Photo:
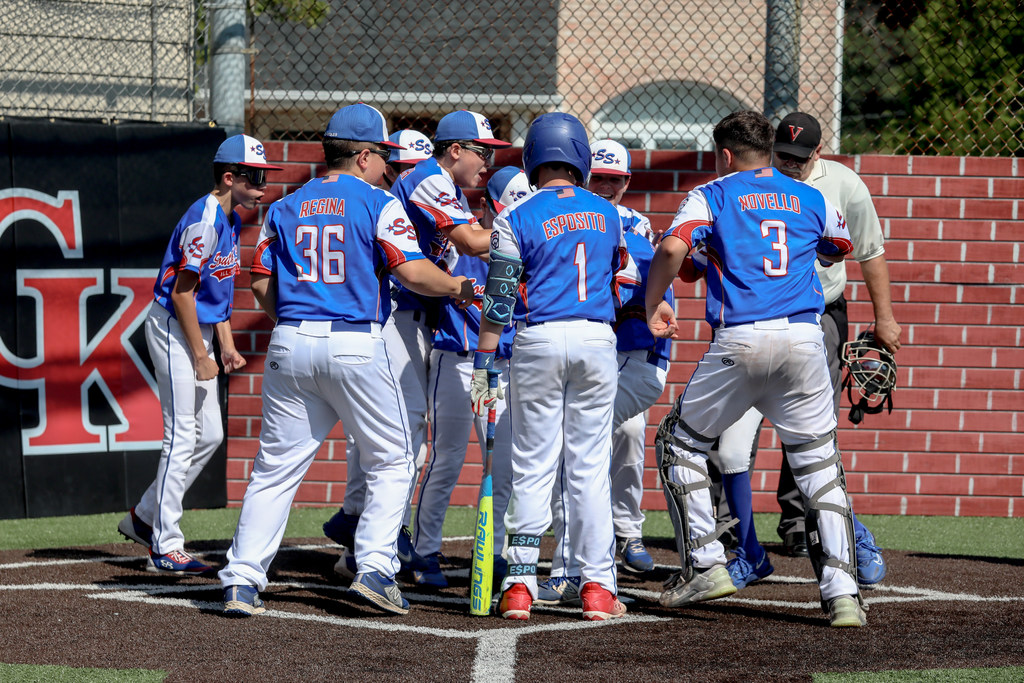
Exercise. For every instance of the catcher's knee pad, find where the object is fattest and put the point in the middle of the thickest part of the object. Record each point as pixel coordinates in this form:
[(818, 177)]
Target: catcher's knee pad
[(825, 495), (523, 541), (671, 452)]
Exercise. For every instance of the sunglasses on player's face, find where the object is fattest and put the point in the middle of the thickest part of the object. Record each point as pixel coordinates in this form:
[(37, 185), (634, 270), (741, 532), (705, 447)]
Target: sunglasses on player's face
[(486, 154), (256, 176), (792, 159), (384, 154)]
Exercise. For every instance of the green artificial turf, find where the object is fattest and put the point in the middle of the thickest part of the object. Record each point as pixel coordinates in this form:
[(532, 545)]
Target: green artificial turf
[(977, 537)]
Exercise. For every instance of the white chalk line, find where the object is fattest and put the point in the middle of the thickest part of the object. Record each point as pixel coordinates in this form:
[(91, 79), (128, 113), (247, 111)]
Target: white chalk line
[(496, 647)]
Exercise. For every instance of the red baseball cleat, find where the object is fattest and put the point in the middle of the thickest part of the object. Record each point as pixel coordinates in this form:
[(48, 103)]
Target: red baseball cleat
[(599, 604)]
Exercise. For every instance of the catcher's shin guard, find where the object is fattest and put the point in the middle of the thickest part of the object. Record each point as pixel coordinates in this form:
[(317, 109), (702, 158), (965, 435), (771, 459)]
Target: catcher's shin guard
[(669, 450), (815, 507)]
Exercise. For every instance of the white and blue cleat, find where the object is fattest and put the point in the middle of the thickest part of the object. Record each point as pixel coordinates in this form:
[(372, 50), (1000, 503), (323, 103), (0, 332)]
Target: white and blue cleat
[(870, 565), (380, 592), (743, 572)]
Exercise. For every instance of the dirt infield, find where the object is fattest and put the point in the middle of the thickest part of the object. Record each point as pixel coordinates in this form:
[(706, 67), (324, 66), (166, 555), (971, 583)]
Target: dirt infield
[(96, 607)]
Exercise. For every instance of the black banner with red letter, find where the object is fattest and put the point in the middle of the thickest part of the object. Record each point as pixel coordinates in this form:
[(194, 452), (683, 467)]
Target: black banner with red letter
[(86, 210)]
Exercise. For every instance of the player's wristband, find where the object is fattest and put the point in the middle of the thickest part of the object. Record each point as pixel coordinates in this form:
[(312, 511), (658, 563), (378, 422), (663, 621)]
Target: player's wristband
[(483, 359)]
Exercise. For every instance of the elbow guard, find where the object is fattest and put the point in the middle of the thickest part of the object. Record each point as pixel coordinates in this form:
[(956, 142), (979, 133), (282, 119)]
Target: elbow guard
[(501, 290)]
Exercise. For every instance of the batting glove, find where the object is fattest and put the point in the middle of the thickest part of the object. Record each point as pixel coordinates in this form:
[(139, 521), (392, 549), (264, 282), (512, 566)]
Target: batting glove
[(484, 388)]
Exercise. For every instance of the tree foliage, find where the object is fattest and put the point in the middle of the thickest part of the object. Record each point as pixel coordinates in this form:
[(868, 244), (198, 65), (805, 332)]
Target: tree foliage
[(308, 12), (949, 83)]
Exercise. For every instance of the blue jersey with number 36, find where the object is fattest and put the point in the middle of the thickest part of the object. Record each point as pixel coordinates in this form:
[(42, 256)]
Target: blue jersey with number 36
[(330, 244)]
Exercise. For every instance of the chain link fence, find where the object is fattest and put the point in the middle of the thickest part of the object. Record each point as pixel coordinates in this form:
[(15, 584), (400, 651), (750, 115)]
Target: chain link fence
[(114, 59), (882, 76)]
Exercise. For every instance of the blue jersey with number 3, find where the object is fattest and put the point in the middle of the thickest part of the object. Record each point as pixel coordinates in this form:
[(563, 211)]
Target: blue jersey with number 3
[(330, 244), (762, 231), (570, 242)]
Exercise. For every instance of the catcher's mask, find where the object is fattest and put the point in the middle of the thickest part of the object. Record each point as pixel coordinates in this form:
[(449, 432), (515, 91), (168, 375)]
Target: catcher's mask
[(871, 370)]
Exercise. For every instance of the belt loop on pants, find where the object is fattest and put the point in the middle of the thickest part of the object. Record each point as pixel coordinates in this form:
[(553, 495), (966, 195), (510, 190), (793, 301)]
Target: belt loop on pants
[(338, 326), (657, 359), (808, 316)]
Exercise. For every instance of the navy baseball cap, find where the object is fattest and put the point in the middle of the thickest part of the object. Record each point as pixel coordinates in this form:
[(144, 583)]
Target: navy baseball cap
[(798, 134), (507, 185), (360, 123), (609, 158), (244, 151), (463, 125)]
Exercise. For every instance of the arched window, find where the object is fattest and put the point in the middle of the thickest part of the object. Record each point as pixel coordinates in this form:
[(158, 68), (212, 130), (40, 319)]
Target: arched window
[(666, 115)]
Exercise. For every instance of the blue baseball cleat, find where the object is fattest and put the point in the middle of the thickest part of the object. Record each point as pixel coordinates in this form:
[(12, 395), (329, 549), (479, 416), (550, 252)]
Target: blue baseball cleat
[(743, 572), (635, 556), (243, 601), (870, 565), (177, 562)]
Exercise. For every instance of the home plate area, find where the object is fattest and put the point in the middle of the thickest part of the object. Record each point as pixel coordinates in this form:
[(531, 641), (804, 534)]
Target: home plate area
[(98, 607)]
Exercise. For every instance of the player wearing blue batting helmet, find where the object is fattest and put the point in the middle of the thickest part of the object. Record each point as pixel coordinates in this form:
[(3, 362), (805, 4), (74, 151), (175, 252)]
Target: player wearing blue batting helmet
[(555, 138)]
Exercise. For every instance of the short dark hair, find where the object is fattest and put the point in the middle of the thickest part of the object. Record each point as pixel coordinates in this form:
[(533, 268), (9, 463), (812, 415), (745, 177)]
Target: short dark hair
[(220, 168), (749, 135), (339, 153)]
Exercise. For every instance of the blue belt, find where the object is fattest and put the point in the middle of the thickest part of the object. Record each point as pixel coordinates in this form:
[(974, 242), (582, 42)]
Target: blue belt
[(336, 326), (566, 319), (657, 359), (806, 316)]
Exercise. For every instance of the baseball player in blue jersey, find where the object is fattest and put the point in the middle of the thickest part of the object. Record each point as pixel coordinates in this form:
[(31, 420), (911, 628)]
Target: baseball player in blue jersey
[(415, 146), (431, 195), (564, 245), (643, 363), (451, 371), (763, 232), (193, 302), (798, 142), (320, 271)]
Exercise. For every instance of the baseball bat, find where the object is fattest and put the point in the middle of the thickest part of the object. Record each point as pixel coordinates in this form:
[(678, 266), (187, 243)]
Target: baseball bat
[(481, 577)]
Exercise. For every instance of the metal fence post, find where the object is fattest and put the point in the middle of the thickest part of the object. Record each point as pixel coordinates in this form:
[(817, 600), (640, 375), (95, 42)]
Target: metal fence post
[(227, 65), (781, 58)]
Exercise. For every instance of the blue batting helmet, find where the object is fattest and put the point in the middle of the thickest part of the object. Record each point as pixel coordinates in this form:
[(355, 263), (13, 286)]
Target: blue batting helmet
[(557, 137)]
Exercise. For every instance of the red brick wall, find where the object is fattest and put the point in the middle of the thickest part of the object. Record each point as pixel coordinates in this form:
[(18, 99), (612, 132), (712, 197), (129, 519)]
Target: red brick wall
[(951, 446)]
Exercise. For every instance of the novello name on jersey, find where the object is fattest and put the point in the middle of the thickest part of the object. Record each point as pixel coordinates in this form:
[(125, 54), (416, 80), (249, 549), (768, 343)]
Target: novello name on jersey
[(774, 201)]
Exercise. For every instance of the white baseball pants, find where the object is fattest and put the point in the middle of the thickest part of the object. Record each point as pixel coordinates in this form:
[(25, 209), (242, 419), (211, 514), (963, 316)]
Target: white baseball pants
[(561, 392), (640, 385), (193, 426), (451, 422), (409, 344), (779, 368)]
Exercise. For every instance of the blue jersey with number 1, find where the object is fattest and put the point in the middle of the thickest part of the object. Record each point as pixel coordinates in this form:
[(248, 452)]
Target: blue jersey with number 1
[(570, 243)]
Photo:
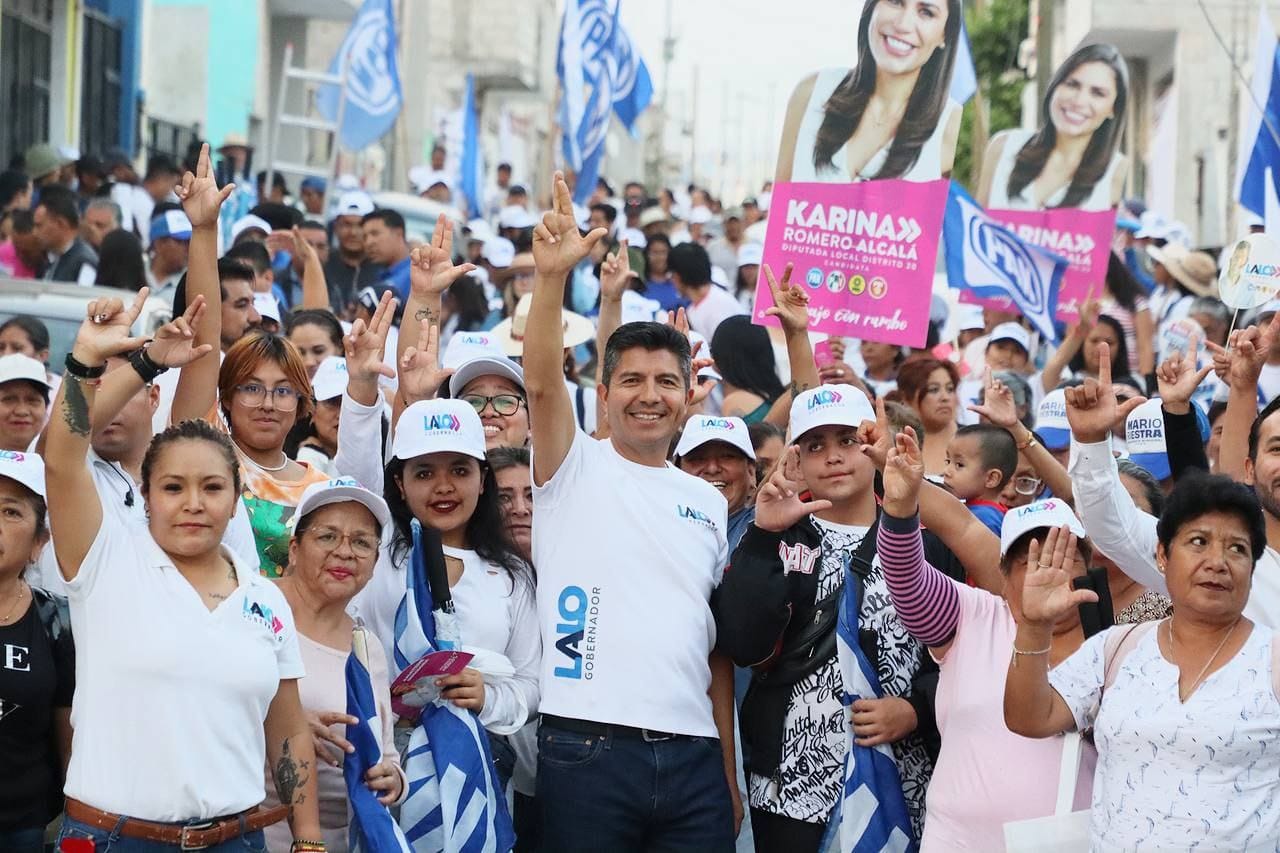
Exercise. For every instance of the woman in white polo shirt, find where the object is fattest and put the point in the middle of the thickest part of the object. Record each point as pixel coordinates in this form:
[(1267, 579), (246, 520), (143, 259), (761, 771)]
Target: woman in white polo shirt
[(188, 666), (337, 533), (438, 474)]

■ **Exercise description**: Copy the lines from the one with "Exercise. For every instance of the chain" through the one with "[(114, 59), (882, 76)]", replacing "chain link fence" with "wire mesh fence" and leaving everything else the same.

■ **Finished answer**:
Exercise. For every instance of the wire mesh fence, find where the object is fattest and put the point in the middle of the thickest part of the object. Record each point as pixel coordinates in this form:
[(15, 584), (400, 651), (750, 115)]
Target: wire mesh fence
[(114, 59), (882, 76)]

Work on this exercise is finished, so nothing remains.